Word for word, retype the lines from the one containing "If you could mark the player's fingers" to the last line of the data below, both ends included.

*** EXTRACTED MATERIAL ***

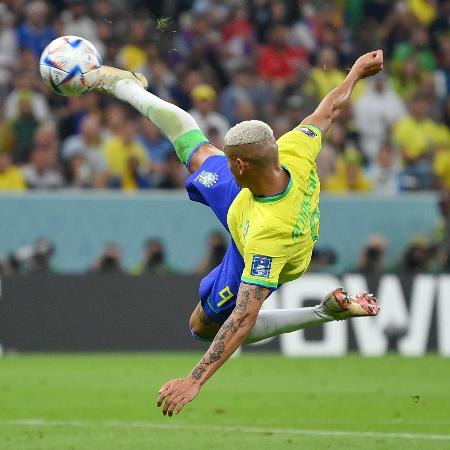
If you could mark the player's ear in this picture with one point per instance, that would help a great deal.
(242, 165)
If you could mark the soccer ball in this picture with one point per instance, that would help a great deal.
(70, 65)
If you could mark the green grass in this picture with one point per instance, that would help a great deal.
(107, 402)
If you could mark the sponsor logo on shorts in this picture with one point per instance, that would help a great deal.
(308, 132)
(261, 266)
(208, 179)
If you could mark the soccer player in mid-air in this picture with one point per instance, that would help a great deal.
(266, 194)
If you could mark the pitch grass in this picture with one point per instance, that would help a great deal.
(107, 402)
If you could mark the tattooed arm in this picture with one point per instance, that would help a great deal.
(177, 393)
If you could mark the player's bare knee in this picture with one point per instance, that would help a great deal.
(201, 328)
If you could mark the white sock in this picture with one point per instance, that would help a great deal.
(272, 322)
(170, 119)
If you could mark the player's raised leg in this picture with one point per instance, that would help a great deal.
(191, 145)
(337, 305)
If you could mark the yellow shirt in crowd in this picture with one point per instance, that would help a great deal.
(118, 154)
(12, 180)
(417, 138)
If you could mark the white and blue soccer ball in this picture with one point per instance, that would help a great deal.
(70, 65)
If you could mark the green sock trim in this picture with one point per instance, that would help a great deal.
(187, 142)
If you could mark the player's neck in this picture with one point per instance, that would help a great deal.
(272, 183)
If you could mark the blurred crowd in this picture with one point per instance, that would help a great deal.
(227, 61)
(423, 254)
(37, 257)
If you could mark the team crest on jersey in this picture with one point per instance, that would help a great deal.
(261, 266)
(308, 132)
(208, 179)
(246, 227)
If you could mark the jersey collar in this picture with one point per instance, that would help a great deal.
(275, 198)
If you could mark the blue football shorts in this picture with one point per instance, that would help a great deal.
(213, 185)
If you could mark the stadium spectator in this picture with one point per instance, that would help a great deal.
(238, 37)
(11, 178)
(322, 259)
(418, 46)
(279, 62)
(76, 22)
(256, 55)
(348, 176)
(384, 173)
(158, 149)
(110, 260)
(204, 99)
(42, 171)
(243, 88)
(132, 55)
(325, 76)
(154, 260)
(126, 160)
(8, 48)
(84, 156)
(417, 137)
(216, 248)
(375, 113)
(35, 33)
(24, 87)
(17, 133)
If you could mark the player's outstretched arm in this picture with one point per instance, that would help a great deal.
(329, 108)
(176, 393)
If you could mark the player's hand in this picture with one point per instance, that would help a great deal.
(176, 393)
(368, 64)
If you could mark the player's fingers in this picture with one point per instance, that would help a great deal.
(165, 386)
(164, 394)
(175, 401)
(180, 405)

*** End of EXTRACTED MATERIAL ***

[RESPONSE TO THIS TASK]:
If you could mark the player's fingers in this picture with one point per instance, that would help a great deal.
(165, 386)
(164, 394)
(175, 401)
(180, 405)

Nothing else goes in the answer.